**SET PROBLEM:** According to the text on zero-offset VSP acquisition, roughly how many times more channels does the DAS data have than the geophone data?

**EXCERPT:**
>> start
Zero-offset vertical seismic profile (VSP) data were acquired by both retrievable (wireline) geophones and distributed acoustic sensing (DAS) on cemented-in fiber-optic cable. Side-by-side comparisons of these data sets are shown at several steps in the processing flow to help understand the advantages of each of these data types. Good data quality is achieved using only eight sweeps of a vertical P-wave vibrator. The DAS data are shown to be less responsive to tube wave energy, which is generally considered to be an advantage. There are approximately 15 times more channels on the DAS data than on the geophone data, which can help in filtering processes. The corridor stacks provide similar images. The near offset VSP common depth point (CDP) transform results for the DAS image show better continuity at shallow times, but more noise than the geophone data at later times.
>> end
**ENTRIES:**
>> start
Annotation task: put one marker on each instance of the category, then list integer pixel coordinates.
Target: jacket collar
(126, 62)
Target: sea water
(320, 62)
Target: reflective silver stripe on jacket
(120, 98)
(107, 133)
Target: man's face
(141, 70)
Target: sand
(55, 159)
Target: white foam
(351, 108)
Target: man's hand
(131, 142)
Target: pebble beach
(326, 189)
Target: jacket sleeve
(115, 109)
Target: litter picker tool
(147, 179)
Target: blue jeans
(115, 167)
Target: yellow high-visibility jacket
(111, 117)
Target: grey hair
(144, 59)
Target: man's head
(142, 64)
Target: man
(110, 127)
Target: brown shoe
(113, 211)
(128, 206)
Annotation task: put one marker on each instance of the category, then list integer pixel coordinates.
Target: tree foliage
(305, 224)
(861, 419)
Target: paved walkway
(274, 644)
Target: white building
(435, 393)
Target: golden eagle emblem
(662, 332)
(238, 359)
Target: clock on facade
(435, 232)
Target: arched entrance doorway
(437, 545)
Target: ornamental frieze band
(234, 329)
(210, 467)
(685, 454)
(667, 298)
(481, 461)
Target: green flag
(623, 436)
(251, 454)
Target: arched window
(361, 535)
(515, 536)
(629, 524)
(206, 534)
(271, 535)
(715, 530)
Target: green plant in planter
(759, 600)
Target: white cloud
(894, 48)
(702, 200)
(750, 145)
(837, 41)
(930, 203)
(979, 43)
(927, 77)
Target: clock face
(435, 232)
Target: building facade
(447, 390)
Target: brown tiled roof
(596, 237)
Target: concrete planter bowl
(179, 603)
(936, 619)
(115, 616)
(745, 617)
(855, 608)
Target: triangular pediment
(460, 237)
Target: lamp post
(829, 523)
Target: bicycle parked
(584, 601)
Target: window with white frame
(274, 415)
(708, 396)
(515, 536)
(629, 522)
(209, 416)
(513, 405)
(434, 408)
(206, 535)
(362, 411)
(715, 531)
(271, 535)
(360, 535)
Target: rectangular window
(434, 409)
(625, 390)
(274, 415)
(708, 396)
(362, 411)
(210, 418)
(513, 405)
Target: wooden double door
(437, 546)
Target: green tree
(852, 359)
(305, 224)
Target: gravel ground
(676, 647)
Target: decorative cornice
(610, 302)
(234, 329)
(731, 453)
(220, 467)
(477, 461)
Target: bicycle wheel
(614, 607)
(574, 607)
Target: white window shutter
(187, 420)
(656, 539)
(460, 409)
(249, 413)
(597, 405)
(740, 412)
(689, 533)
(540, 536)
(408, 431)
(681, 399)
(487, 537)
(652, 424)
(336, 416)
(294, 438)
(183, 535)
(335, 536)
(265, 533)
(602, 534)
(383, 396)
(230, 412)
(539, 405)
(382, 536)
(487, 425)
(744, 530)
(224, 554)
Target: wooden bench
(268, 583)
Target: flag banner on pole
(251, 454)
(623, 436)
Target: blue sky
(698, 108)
>> end
**RESULT:** Approximately 15 times more channels.